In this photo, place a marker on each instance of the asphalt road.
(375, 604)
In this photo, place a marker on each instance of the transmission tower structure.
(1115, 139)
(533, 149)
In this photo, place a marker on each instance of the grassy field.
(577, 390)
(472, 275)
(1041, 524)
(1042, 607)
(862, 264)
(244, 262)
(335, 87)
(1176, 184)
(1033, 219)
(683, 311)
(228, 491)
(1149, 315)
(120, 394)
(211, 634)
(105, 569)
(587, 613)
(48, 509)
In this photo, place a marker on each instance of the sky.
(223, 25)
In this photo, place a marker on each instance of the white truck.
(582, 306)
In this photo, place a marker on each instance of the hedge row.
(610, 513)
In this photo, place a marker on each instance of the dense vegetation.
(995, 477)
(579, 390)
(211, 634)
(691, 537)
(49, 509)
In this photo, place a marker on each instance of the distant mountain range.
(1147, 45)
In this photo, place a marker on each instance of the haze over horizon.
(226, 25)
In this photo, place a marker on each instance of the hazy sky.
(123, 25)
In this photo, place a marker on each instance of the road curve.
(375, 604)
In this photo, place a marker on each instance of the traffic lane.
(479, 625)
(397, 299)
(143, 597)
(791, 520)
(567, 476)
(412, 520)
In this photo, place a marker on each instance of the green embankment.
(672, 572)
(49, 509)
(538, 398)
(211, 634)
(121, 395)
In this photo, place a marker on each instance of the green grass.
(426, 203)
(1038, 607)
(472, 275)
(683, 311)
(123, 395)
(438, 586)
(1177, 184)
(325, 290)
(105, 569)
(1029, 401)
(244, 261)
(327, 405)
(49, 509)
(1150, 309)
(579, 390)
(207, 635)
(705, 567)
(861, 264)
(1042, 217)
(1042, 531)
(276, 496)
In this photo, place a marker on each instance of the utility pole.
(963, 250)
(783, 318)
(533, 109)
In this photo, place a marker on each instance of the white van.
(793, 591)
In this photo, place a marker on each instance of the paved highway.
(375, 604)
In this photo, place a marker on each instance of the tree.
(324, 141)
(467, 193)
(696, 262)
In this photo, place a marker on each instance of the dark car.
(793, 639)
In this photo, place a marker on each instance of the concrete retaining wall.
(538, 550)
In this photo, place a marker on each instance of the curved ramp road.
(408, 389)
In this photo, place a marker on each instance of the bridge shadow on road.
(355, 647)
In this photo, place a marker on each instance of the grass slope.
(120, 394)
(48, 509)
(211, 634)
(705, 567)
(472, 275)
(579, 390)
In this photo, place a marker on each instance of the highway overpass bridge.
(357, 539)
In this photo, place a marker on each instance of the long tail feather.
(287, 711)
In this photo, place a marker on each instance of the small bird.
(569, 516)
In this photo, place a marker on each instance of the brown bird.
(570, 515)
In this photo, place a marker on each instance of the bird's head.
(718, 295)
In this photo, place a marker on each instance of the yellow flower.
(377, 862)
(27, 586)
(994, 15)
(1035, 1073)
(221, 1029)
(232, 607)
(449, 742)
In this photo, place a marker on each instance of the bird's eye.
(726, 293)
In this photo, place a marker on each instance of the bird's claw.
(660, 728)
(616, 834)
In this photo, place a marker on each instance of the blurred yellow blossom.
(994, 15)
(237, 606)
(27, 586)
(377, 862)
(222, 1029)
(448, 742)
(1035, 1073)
·····
Retyping every line above exactly is all that is needed.

# Expected answer:
In this photo, place a marker on each instance of the asphalt road.
(375, 604)
In this photo, place a marker on each instance of the transmission tower structure.
(1115, 139)
(533, 149)
In this photo, place a marker on each instance of the grassy field.
(577, 390)
(472, 275)
(1041, 524)
(1042, 607)
(862, 264)
(244, 262)
(335, 87)
(1176, 184)
(1033, 219)
(683, 311)
(228, 491)
(1149, 315)
(120, 394)
(211, 634)
(105, 569)
(587, 613)
(48, 509)
In this photo, place a marker on each instance of the sky.
(223, 25)
In this photo, place a marker on each instance of the white truck.
(582, 306)
In this photo, place a marker on each instance of the hedge row.
(610, 513)
In this photo, place a marker on each instance of the dense vegetation.
(995, 477)
(579, 390)
(211, 634)
(691, 537)
(49, 509)
In this photo, place a marker on each instance of the distant mountain range.
(1147, 45)
In this photo, place a marker on each instance of the haze over horizon.
(226, 25)
In this photo, place a marker on each instance of the hazy sky.
(123, 25)
In this photo, place a marker on each instance of the road curve.
(375, 604)
In this photo, place a marker on each instance of the traffic lane.
(479, 625)
(397, 299)
(143, 597)
(791, 520)
(567, 476)
(412, 520)
In this photo, place a marker on each instance of the green embankment.
(672, 572)
(49, 509)
(538, 398)
(211, 634)
(121, 395)
In this photo, place a marker on each instance of the green grass.
(426, 203)
(1038, 607)
(472, 275)
(683, 311)
(123, 395)
(438, 586)
(1177, 184)
(325, 290)
(105, 569)
(1029, 401)
(244, 261)
(327, 405)
(49, 509)
(1150, 309)
(579, 390)
(207, 635)
(705, 567)
(861, 264)
(1042, 217)
(1042, 531)
(276, 496)
In this photo, place a marker on each instance of the utility pole.
(963, 250)
(783, 318)
(533, 109)
In this photo, place a marker on each instance of the white van.
(793, 591)
In this photo, place a marker on each instance of the paved highway.
(375, 604)
In this photo, place a marker on each instance of the tree.
(324, 141)
(467, 193)
(696, 262)
In this photo, place a marker on each instance of the dark car.
(793, 639)
In this photo, place a marker on each instance of the concrete retaining wall.
(538, 550)
In this photo, place a marker on each instance of the curved ramp road.
(408, 389)
In this photo, place a marker on each instance of the bridge shadow on road.
(355, 647)
In this photo, place a marker on each instance of the grass slope.
(120, 394)
(48, 509)
(211, 634)
(705, 567)
(472, 275)
(579, 390)
In this photo, place a marker on each instance of the highway overpass bridge.
(357, 539)
In this photo, place a marker on each instance of the long tail feather.
(287, 711)
In this photo, place a marker on each instance of the small bird.
(569, 516)
In this photo, place a marker on each instance of the brown bird.
(570, 515)
In this photo, place a marker on each instance of the bird's head.
(718, 295)
In this photo, place a marker on each instance of the yellow flower.
(377, 862)
(27, 586)
(994, 15)
(1035, 1073)
(221, 1029)
(232, 607)
(449, 742)
In this photo, place a marker on each instance of the bird's eye.
(726, 293)
In this photo, place a marker on each instance of the bird's claw.
(660, 728)
(616, 834)
In this photo, place a marker on each instance of the blurred yellow blossom.
(994, 15)
(237, 606)
(27, 586)
(377, 862)
(222, 1029)
(448, 742)
(1035, 1073)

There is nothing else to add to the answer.